> [Provided text]
----
The samples were embedded in a conductive resin and then mechanically polished by first using SiC papers up to 1200 grit and finally colloidal silica (0.05 μm). Subsequently, the samples were etched using a Kroll solution (2 mL hydrofluoric acid, 5 mL nitric acid, and 100 mL distilled water) at room temperature for 15–20 s. The samples were analysed using an incident light microscope (Zeiss, Milan, Italy) and a scanning electron microscope (Supra 40 VP FESEM, Zeiss, Italy) for topographic and metallographic analysis. The 3D optical profiler S neox (Schaefer, Rovigo, Italy) was employed to perform roughness measurements, according to ISO standard ISO 4287-1:1997 [25] and ISO 25178-2 [26]. X-ray diffraction (XRD, PANalytical X’Pert PRO, Milan, Italy) analysis was performed to identify the phase composition of the specimens, using CuKα radiation with 2θ ranging from 5° to 80° at room temperature. The obtained diffraction peaks were attributed using Joint Committee on Powder Diffraction Standards JCPDS data. The electrochemical properties were investigated by potentiodynamic polarisation tests, following ISO 17475:2005 [27], on both specimen sets reported in Table 3. The tests were performed in naturally aerated Hank’s solution (Carlo Erba Reagents, Cornadero, Italy) at 37 °C (the chemical composition is reported elsewhere [28,29]), to consider potential applications in the biomedical domain. The Gamry Interface 1000 (Gamry Instruments, Milan, Italy), connected to an electrochemical cell using the classical three-electrode system, was used as a potentiostat. A KCl-saturated calomel electrode (SCE), a platinum electrode, and the tested specimens were used as a reference electrode, counter electrode, and working electrode, respectively. The exposed geometric area of the specimens was selected in the YZ plane and was 2.8 cm2. Before conducting the electrochemical tests, the specimens were immersed in the test solution to achieve a stable open circuit potential value (OCP) (approximately 15 min). The potentiodynamic polarisation tests were conducted from −0.01 V to +3 V vs. OCP, applying a scanning rate of 0.166 mV/s. All measurements were carried out three times to ensure repeatability, and good reproducibility was noted.

3. Results and Discussion

3.1. Metallographic Characterisation

The SEM micrograph of the Ti-6Al-4V Wr specimen, reported in Figure 2a, reveals a typical microstructure made up of a mixed α/β equiaxed phase structure. The DMLS process led to a martensitic microstructure, originating from the prior β grain boundaries (Figure 2b), while the EBM specimen (Figure 2c) shows a “α + β basketweave” microstructure, with the formation of α platelet colonies within the columnar grains.
----
> [Data extract]
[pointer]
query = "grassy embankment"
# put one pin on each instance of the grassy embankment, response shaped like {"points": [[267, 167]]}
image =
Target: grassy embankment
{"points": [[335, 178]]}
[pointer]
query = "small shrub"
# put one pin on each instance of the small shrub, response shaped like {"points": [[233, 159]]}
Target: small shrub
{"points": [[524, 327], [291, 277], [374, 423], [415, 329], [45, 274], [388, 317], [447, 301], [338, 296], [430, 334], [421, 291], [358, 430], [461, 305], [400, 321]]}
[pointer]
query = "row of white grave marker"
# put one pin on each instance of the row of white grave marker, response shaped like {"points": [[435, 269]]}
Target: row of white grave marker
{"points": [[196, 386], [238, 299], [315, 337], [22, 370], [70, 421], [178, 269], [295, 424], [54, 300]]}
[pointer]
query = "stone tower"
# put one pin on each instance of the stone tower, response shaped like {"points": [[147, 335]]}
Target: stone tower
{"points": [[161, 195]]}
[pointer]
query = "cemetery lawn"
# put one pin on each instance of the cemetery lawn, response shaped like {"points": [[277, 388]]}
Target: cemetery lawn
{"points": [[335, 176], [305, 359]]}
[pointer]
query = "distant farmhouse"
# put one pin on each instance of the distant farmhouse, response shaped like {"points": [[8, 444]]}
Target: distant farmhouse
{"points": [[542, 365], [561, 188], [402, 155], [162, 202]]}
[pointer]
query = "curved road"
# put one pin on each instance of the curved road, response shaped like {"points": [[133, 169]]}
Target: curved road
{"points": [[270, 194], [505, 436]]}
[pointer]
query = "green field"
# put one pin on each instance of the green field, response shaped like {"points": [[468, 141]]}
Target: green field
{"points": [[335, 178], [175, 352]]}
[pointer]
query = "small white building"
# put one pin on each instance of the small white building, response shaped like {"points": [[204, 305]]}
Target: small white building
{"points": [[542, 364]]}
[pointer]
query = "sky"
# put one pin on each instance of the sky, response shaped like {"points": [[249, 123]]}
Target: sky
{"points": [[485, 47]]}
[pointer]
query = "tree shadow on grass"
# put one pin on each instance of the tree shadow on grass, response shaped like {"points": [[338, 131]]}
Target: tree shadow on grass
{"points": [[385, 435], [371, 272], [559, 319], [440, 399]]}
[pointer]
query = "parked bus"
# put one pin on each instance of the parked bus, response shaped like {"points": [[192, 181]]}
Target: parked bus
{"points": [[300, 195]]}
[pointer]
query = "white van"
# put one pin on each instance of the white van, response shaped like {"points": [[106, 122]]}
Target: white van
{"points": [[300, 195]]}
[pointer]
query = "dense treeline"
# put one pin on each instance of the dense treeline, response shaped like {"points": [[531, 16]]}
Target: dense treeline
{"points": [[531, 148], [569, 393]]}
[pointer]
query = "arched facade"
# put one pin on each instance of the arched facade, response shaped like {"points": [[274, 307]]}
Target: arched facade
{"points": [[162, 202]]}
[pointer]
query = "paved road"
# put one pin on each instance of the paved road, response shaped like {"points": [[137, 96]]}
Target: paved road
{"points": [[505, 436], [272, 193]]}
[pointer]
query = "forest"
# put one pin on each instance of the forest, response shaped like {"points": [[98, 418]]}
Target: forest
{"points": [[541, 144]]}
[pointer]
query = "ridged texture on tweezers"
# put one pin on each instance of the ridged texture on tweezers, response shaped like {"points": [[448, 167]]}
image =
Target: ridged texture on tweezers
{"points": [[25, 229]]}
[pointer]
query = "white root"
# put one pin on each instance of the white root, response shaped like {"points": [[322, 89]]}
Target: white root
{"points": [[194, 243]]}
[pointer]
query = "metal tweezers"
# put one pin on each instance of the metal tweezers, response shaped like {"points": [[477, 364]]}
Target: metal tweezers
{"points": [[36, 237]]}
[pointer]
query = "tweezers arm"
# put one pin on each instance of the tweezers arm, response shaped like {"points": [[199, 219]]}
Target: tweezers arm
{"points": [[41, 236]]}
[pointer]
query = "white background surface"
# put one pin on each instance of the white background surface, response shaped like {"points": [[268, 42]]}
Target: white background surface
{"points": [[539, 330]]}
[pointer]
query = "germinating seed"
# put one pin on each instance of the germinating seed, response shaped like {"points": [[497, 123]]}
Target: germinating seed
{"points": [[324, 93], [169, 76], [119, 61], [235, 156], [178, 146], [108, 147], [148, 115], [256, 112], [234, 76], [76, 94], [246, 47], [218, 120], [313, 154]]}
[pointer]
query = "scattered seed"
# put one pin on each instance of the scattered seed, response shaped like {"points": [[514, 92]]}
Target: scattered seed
----
> [Tasks]
**A)** In the Ti-6Al-4V passage, restate the stretch from "The SEM micrograph" through "the columnar grains." with "specimen" changed to "sample".
**B)** What scanning rate does the Ti-6Al-4V passage give for the potentiodynamic polarisation tests?
**C)** Please pick up the Ti-6Al-4V passage from where it stops and continue it.

> [Per-task outputs]
**A)**
The SEM micrograph of the Ti-6Al-4V Wr sample, reported in Figure 2a, reveals a typical microstructure made up of a mixed α/β equiaxed phase structure. The DMLS process led to a martensitic microstructure, originating from the prior β grain boundaries (Figure 2b), while the EBM sample (Figure 2c) shows a “α + β basketweave” microstructure, with the formation of α platelet colonies within the columnar grains.

**B)** 0.166 mV/s

**C)**
It is known that the AM process affects the microstructure due to the different cooling rate, which is higher in the DMLS process than in EBM [30,31]. The DMLS process involves rapid heating and cooling, so that β↔α′ phase transformation is promoted. Indeed, the rapid cooling rate achieved during the DMLS process is higher than the critical cooling rate of 410 °C/s required for the martensitic transformation β↔α′ for Ti-6Al-4V [30,32]. Due to the complex thermal history involved during the process, generally, a subsequent heat treatment is applied to relieve the internal stresses. When a heat treatment was carried out at a temperature above the martensitic start temperature (650 °C for Ti-6Al-4V), followed by slow cooling in the furnace, the α′ martensitic phase was transformed into a fully lamellar α+β microstructure within the columnar prior β grain boundaries, highlighted in Figure 3. The heat treatment of the “as-produced” DMLS specimens was performed at 650 °C for 2 h, so that the α′ martensitic phase remained unchanged. During the EBM process, the build chamber generally was maintained at 650–700 °C, and after the process, the temperature decreased to room temperature [4,5]. The slow cooling resulted in the formation of α platelets in the centre of the grains, forming the classical Widmanstätten morphology [32,33].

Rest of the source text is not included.